*** Opening INFORMATION PROVIDED ***

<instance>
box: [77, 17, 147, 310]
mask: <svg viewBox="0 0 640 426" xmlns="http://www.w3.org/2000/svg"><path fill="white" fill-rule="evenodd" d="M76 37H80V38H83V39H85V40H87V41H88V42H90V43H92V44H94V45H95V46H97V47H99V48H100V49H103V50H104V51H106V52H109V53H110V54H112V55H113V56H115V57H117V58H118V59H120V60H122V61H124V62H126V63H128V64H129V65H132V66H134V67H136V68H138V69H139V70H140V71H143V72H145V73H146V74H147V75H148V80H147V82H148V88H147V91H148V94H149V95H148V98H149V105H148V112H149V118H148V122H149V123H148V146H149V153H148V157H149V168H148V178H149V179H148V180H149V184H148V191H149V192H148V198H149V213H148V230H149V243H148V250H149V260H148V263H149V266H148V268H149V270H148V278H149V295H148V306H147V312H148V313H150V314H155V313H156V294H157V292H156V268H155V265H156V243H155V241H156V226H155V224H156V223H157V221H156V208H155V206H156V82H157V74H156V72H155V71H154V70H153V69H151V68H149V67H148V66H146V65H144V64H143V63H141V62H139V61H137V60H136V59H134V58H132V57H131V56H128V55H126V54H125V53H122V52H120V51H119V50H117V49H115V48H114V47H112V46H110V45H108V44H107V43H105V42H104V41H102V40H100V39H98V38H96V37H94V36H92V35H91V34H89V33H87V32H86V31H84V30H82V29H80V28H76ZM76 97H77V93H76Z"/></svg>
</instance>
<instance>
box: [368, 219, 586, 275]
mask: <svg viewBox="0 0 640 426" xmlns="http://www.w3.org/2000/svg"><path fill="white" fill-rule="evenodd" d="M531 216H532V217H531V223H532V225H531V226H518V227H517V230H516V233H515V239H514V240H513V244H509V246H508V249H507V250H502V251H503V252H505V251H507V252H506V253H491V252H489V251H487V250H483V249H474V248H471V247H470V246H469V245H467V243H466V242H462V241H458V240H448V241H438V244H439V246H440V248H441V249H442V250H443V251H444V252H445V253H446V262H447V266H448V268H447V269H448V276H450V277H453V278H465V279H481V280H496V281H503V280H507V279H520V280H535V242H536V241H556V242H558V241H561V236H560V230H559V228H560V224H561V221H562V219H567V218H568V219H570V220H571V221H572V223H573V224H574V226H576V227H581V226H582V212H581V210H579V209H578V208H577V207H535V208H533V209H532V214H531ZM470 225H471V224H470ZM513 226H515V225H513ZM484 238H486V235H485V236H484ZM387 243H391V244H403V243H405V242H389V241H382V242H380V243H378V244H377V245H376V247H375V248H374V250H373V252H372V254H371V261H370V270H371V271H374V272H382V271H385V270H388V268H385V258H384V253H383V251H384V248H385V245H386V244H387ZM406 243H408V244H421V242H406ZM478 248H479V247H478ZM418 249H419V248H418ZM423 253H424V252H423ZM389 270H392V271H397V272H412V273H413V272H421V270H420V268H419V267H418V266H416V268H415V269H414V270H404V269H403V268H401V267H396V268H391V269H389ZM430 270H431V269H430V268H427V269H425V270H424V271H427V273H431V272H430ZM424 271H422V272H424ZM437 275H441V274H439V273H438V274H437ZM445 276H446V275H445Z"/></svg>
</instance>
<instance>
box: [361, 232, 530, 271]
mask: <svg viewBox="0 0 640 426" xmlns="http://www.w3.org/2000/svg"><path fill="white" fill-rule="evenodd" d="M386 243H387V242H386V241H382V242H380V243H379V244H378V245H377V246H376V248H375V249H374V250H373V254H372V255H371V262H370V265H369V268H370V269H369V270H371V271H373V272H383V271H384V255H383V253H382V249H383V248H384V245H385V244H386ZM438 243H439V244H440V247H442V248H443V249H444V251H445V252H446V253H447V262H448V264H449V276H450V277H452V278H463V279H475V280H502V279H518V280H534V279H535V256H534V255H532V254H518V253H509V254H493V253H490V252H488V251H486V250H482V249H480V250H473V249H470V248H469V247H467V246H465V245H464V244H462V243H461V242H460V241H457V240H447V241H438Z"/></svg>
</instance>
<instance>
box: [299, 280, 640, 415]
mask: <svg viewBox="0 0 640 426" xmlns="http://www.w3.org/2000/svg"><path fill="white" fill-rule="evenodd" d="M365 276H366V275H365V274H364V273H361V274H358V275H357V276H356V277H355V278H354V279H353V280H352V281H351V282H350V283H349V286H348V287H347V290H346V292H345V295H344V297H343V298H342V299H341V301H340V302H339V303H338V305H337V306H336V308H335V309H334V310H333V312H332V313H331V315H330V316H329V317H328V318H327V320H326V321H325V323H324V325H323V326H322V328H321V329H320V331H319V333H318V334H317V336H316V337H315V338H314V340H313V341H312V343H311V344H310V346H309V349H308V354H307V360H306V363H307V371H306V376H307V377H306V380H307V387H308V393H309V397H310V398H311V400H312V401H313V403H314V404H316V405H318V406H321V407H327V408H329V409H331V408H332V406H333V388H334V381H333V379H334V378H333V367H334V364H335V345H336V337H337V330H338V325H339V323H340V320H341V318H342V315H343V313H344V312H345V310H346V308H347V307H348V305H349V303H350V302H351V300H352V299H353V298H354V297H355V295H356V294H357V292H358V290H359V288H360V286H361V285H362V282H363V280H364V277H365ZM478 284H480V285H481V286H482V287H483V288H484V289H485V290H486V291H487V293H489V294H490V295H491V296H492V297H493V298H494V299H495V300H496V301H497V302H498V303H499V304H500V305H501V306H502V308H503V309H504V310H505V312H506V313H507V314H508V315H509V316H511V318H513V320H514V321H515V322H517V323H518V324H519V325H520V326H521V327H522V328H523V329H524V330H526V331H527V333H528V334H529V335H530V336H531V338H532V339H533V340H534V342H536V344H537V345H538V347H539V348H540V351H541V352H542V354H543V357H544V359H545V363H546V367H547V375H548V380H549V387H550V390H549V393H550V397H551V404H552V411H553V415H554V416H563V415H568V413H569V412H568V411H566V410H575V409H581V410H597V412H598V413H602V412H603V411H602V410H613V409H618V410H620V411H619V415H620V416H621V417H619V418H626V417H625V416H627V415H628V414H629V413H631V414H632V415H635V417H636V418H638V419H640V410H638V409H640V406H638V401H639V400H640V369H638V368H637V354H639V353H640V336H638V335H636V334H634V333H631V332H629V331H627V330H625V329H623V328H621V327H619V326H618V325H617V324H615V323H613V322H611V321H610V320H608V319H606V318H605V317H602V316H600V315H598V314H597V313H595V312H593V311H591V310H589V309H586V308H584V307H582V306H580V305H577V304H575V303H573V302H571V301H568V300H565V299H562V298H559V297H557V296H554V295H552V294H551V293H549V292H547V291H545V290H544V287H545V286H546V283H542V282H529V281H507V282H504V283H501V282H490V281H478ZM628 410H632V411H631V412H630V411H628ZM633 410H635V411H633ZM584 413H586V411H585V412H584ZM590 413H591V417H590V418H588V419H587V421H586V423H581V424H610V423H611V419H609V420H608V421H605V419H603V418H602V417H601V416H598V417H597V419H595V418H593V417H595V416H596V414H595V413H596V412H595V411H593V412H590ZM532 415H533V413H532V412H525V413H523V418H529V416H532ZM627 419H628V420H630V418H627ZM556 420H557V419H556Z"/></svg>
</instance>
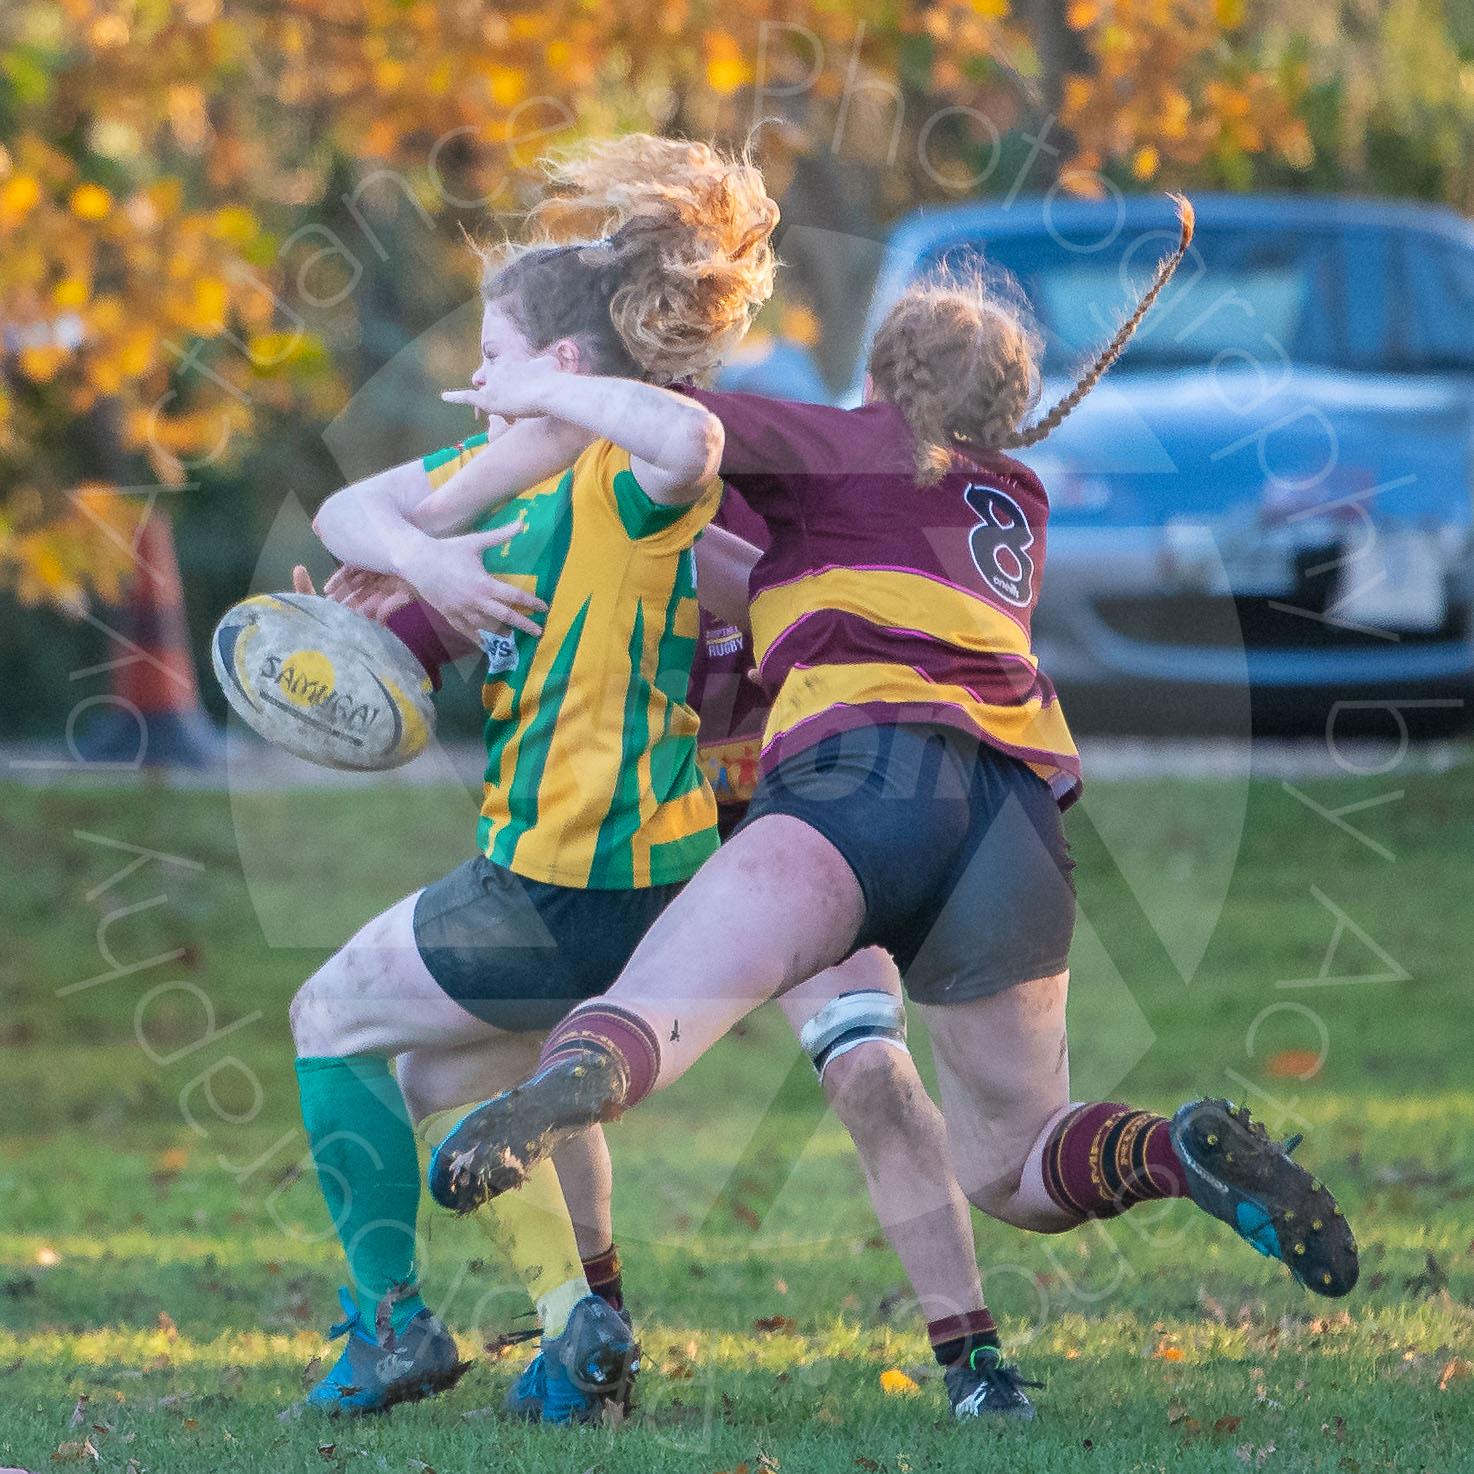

*** Closing INFORMATION PROVIDED ***

- [PROBLEM STATEMENT]
Could you write out every line above exactly as it stands, with no images?

- [YOUR RESPONSE]
<instance>
box: [77, 17, 147, 310]
mask: <svg viewBox="0 0 640 426" xmlns="http://www.w3.org/2000/svg"><path fill="white" fill-rule="evenodd" d="M76 37H80V38H83V39H85V40H87V41H88V42H90V43H92V44H94V45H95V46H97V47H99V48H100V49H103V50H104V51H106V52H109V53H110V54H112V55H113V56H115V57H117V58H118V59H120V60H122V61H124V62H126V63H128V64H129V65H132V66H134V67H136V68H138V69H139V70H140V71H143V72H145V73H146V74H147V75H148V80H147V82H148V88H147V91H148V94H149V95H148V98H149V105H148V112H149V118H148V122H149V123H148V146H149V153H148V157H149V168H148V178H149V179H148V180H149V184H148V191H149V192H148V198H149V213H148V230H149V243H148V250H149V260H148V263H149V266H148V268H149V270H148V278H149V295H148V306H147V312H148V313H150V314H155V313H156V294H157V292H156V268H155V265H156V243H155V241H156V226H155V224H156V223H157V221H156V208H155V206H156V82H157V74H156V72H155V71H154V70H153V69H151V68H149V67H148V66H146V65H144V64H143V63H141V62H139V61H137V60H136V59H134V58H132V57H131V56H128V55H126V54H125V53H122V52H120V51H119V50H117V49H115V48H114V47H112V46H110V45H108V44H107V43H105V42H104V41H102V40H100V39H98V38H96V37H94V36H92V35H91V34H89V33H87V32H86V31H84V30H82V29H80V28H76ZM76 97H77V93H76Z"/></svg>
</instance>
<instance>
box: [368, 219, 586, 275]
mask: <svg viewBox="0 0 640 426" xmlns="http://www.w3.org/2000/svg"><path fill="white" fill-rule="evenodd" d="M531 216H532V217H531V223H532V225H531V226H518V227H517V230H516V233H515V239H514V240H513V244H509V246H508V249H507V250H502V251H503V252H505V251H507V252H506V253H491V252H489V251H487V250H483V249H474V248H471V247H470V246H469V245H467V243H466V242H462V241H458V240H448V241H438V244H439V246H440V248H441V249H442V250H443V251H444V252H445V253H446V262H447V266H448V268H447V269H448V276H450V277H453V278H465V279H481V280H496V281H503V280H507V279H520V280H535V242H536V241H556V242H558V241H561V236H560V230H559V228H560V224H561V221H562V219H567V218H568V219H570V220H571V221H572V223H573V224H574V226H576V227H581V226H582V212H581V210H579V209H578V208H577V207H535V208H533V209H532V214H531ZM470 225H471V224H470ZM513 226H515V225H513ZM484 238H486V235H485V236H484ZM387 243H391V244H403V243H405V242H389V241H382V242H380V243H378V244H377V245H376V247H375V248H374V250H373V252H372V254H371V261H370V270H371V271H374V272H382V271H385V270H388V268H385V258H384V253H383V251H384V248H385V245H386V244H387ZM406 243H408V244H421V242H406ZM478 248H479V247H478ZM418 249H419V248H418ZM423 253H424V252H423ZM389 270H392V271H397V272H412V273H413V272H421V270H420V268H419V267H418V266H416V268H415V269H414V270H404V269H403V268H401V267H396V268H391V269H389ZM430 270H431V269H430V268H427V269H425V270H424V271H427V273H431V272H430ZM424 271H422V272H424ZM437 275H441V274H439V273H438V274H437ZM445 276H446V275H445Z"/></svg>
</instance>
<instance>
box: [361, 232, 530, 271]
mask: <svg viewBox="0 0 640 426" xmlns="http://www.w3.org/2000/svg"><path fill="white" fill-rule="evenodd" d="M386 243H387V242H386V241H382V242H380V243H379V244H378V245H377V246H376V248H375V249H374V250H373V254H372V255H371V262H370V265H369V268H370V269H369V270H371V271H373V272H383V271H384V255H383V253H382V249H383V248H384V245H385V244H386ZM438 243H439V244H440V247H442V248H443V249H444V251H445V252H446V253H447V262H448V264H449V276H450V277H452V278H463V279H475V280H502V279H518V280H534V279H535V256H534V255H532V254H518V253H509V254H493V253H490V252H488V251H486V250H482V249H480V250H473V249H470V248H469V247H467V246H465V245H464V244H462V243H461V242H460V241H457V240H447V241H438Z"/></svg>
</instance>
<instance>
box: [299, 280, 640, 415]
mask: <svg viewBox="0 0 640 426" xmlns="http://www.w3.org/2000/svg"><path fill="white" fill-rule="evenodd" d="M365 276H366V275H365V274H364V273H361V274H358V275H357V276H356V277H355V278H354V279H353V280H352V281H351V282H350V283H349V286H348V287H347V290H346V292H345V295H344V297H343V298H342V299H341V301H340V302H339V303H338V305H337V306H336V308H335V309H334V310H333V312H332V313H331V315H330V316H329V317H328V318H327V320H326V321H325V323H324V325H323V326H322V328H321V329H320V331H319V333H318V334H317V336H316V337H315V338H314V340H313V341H312V343H311V344H310V346H309V349H308V354H307V360H306V363H307V371H306V376H307V377H306V380H307V387H308V393H309V397H310V398H311V400H312V401H313V403H314V404H316V405H318V406H321V407H327V408H329V409H331V408H332V406H333V388H334V381H333V379H334V378H333V367H334V364H335V345H336V337H337V330H338V325H339V323H340V320H341V318H342V315H343V313H344V312H345V310H346V308H347V307H348V305H349V303H350V302H351V300H352V299H353V298H354V297H355V295H356V294H357V292H358V290H359V288H360V286H361V285H362V282H363V280H364V277H365ZM478 284H480V285H481V286H482V287H483V288H484V289H485V290H486V291H487V293H489V294H490V295H491V296H492V297H493V298H494V299H495V300H496V301H497V302H498V303H499V304H500V305H501V306H502V308H503V309H504V310H505V312H506V313H507V314H508V315H509V316H511V318H513V320H514V321H515V322H517V323H518V324H519V325H520V326H521V327H522V328H523V329H524V330H526V331H527V333H528V334H529V335H530V336H531V338H532V339H533V340H534V342H536V344H537V345H538V347H539V348H540V351H541V352H542V354H543V357H544V359H545V363H546V367H547V375H548V380H549V387H550V390H549V393H550V397H551V404H552V411H553V415H554V416H563V415H568V413H569V412H568V411H566V410H575V409H581V410H597V412H598V413H602V412H603V411H602V410H613V409H618V410H620V411H619V415H620V416H621V417H619V418H626V417H625V416H627V415H628V414H629V413H631V414H632V415H635V417H636V418H638V419H640V410H638V409H640V406H638V401H639V400H640V369H638V368H637V354H639V353H640V336H638V335H636V334H634V333H631V332H629V331H627V330H625V329H623V328H621V327H619V326H618V325H617V324H615V323H613V322H611V321H610V320H608V319H606V318H605V317H602V316H600V315H598V314H597V313H595V312H593V311H591V310H589V309H586V308H584V307H582V306H580V305H577V304H575V303H573V302H571V301H568V300H565V299H562V298H559V297H557V296H554V295H552V294H551V293H549V292H547V291H545V290H544V287H545V286H546V283H542V282H529V281H507V282H504V283H501V282H490V281H478ZM628 410H632V411H631V412H630V411H628ZM633 410H635V411H633ZM584 413H586V411H585V412H584ZM590 413H591V417H590V418H588V419H587V421H586V423H581V424H610V423H611V419H609V420H608V421H605V419H603V418H602V417H601V416H598V417H597V419H595V418H593V417H595V416H596V414H595V413H596V412H595V411H593V412H590ZM532 415H533V413H532V412H525V413H523V418H529V416H532ZM627 419H628V420H630V418H627ZM556 420H557V419H556Z"/></svg>
</instance>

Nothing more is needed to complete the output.